I would like each line of the data that holds the word "water" copied out.

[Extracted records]
####################

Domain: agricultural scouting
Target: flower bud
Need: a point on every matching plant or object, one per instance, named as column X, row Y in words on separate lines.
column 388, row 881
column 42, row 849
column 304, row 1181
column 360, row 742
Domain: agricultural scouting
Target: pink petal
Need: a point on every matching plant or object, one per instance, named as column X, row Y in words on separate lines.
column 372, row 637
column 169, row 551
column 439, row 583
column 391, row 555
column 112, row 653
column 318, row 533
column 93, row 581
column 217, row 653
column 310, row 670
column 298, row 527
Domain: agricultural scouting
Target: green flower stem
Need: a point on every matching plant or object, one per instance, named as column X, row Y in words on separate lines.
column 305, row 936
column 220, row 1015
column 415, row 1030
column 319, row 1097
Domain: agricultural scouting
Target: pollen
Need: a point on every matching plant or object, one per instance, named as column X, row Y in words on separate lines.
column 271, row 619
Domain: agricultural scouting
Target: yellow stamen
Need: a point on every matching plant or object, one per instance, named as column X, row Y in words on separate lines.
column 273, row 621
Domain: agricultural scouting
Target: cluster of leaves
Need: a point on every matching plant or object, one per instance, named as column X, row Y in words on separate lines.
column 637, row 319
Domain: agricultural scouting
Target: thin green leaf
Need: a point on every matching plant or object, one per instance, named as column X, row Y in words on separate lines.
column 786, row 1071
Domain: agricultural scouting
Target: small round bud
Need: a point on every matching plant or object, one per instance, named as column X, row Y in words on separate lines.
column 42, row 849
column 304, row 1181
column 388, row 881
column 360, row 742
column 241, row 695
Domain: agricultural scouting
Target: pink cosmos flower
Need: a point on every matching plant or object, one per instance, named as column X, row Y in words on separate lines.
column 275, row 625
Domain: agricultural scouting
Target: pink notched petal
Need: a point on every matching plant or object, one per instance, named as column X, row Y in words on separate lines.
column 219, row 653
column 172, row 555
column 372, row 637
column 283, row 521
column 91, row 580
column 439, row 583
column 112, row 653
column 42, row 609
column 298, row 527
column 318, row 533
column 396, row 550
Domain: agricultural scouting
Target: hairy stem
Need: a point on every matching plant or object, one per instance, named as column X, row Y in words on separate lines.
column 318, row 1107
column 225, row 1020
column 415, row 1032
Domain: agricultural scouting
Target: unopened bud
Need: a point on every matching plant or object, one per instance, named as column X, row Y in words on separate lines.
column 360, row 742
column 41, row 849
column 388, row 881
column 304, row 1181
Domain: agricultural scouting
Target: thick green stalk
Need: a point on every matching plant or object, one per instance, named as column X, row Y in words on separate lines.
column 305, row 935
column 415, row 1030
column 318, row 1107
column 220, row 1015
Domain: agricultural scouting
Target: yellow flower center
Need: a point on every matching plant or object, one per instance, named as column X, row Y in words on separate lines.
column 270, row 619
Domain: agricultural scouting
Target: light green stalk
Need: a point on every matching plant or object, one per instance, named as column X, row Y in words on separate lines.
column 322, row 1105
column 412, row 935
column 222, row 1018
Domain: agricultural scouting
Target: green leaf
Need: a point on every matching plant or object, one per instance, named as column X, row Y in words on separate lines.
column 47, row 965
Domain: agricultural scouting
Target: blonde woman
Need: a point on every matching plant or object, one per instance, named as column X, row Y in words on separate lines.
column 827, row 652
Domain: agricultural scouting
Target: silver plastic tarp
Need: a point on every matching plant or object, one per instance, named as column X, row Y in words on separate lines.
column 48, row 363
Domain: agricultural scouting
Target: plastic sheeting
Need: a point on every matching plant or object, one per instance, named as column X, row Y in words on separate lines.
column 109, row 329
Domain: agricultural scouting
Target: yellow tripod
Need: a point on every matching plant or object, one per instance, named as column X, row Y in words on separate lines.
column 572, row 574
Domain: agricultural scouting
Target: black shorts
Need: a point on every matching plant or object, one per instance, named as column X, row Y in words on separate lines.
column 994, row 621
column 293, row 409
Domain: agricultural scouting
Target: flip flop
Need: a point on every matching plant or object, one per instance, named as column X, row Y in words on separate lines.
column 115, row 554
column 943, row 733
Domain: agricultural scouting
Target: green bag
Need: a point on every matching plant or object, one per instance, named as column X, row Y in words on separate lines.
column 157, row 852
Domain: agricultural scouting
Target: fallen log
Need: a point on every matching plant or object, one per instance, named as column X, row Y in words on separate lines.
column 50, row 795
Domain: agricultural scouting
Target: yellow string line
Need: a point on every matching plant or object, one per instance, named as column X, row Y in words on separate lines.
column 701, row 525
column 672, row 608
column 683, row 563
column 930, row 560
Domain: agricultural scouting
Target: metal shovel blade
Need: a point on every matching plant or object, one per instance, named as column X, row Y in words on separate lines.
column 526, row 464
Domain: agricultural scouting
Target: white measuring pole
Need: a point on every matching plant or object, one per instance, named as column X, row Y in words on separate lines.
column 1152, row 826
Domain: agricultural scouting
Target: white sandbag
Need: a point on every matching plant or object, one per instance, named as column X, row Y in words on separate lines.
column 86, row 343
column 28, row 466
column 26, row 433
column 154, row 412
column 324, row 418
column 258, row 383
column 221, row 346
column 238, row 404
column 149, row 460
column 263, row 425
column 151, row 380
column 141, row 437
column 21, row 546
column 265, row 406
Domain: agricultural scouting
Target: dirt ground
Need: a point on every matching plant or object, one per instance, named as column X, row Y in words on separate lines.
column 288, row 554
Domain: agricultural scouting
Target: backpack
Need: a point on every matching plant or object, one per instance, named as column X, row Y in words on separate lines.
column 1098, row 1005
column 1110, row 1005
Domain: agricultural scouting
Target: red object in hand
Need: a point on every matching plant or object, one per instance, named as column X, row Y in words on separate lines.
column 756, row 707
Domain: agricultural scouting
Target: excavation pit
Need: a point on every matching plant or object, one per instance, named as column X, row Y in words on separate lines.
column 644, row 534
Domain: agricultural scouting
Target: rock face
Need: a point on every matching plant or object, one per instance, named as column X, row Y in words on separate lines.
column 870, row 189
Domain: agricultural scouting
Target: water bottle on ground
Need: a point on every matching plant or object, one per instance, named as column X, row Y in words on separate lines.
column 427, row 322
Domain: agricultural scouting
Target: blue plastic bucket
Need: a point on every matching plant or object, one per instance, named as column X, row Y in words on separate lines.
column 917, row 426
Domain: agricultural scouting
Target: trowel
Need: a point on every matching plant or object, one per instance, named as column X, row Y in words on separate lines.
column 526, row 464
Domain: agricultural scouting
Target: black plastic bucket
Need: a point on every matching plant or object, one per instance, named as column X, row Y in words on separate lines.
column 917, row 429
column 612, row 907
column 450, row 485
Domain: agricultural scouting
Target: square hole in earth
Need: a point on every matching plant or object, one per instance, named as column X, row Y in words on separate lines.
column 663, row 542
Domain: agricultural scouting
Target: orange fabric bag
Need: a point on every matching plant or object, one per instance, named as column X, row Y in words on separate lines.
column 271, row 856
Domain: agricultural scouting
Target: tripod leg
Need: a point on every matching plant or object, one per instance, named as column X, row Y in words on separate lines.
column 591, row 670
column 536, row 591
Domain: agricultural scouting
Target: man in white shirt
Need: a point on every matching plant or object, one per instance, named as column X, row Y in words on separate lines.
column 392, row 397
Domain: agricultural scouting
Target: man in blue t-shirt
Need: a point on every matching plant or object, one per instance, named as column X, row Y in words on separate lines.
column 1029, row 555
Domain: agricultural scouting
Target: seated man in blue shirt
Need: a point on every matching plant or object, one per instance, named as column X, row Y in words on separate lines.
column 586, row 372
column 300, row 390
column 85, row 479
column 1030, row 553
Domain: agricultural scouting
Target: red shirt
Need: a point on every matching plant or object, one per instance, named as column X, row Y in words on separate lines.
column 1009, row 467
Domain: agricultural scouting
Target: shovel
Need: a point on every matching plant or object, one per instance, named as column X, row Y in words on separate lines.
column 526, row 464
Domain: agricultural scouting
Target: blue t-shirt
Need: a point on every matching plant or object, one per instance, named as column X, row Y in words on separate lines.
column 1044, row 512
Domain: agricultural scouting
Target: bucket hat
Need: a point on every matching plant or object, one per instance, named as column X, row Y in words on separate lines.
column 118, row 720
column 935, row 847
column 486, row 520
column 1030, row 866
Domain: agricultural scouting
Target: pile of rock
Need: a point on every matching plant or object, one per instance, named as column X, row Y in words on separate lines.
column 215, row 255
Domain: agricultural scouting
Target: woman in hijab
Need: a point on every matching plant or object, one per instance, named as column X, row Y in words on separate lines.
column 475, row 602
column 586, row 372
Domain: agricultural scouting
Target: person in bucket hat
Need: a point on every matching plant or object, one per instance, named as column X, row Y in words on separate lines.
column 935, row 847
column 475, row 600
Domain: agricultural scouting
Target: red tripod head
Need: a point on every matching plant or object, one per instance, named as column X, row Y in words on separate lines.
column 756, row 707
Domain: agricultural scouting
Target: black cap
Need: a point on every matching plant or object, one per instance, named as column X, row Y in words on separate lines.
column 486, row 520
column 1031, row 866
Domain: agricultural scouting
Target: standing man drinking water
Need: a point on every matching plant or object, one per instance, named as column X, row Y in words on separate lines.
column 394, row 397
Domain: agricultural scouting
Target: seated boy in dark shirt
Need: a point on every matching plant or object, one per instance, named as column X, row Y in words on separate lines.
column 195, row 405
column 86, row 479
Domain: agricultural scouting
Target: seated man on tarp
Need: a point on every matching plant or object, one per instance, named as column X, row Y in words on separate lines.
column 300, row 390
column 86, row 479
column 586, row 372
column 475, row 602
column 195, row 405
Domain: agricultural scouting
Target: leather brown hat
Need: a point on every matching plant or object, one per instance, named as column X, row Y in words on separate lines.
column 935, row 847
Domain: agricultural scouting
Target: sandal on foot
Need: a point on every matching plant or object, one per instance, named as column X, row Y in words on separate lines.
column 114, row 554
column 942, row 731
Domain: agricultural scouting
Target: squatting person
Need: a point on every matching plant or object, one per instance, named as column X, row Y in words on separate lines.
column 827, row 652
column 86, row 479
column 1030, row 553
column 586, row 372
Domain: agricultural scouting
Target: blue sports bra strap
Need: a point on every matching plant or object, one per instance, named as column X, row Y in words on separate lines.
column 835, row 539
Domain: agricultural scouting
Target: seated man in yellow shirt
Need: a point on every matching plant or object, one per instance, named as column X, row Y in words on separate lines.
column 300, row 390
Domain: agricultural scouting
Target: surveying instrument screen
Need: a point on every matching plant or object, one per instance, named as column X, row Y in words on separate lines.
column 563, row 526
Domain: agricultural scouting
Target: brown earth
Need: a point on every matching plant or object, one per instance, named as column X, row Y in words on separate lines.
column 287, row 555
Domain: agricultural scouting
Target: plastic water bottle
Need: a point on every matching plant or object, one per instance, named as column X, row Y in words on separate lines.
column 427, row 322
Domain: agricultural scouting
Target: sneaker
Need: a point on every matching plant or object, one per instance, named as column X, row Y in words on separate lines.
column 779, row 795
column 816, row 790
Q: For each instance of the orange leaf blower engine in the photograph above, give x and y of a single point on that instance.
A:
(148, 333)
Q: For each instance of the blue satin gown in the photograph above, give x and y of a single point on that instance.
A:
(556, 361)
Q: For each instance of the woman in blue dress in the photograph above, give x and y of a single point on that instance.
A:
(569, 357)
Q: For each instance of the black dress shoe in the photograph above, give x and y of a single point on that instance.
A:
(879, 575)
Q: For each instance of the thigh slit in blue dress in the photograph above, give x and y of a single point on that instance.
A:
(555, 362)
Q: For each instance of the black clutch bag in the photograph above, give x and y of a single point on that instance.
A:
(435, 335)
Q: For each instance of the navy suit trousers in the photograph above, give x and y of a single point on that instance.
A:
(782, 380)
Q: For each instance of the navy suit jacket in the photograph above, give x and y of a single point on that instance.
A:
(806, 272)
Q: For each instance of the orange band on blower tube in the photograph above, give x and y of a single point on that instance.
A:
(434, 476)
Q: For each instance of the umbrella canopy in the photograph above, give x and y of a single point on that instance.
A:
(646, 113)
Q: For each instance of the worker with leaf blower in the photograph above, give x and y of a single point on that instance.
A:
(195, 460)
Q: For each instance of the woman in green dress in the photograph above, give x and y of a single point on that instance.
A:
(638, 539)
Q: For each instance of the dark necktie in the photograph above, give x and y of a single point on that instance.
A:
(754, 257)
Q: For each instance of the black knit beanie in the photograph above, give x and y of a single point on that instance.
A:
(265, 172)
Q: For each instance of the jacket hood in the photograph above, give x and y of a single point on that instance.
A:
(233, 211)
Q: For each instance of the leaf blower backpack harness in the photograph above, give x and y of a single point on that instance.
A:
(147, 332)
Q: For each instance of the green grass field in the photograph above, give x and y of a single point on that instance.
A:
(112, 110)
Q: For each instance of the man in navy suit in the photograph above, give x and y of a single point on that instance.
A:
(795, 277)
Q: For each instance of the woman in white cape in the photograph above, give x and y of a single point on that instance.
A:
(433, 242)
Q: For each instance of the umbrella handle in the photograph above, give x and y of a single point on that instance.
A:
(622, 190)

####################

◆ REPLY TO THE EXERCISE
Target: water bottle on ground
Target: standing man drinking water
Target: plastic water bottle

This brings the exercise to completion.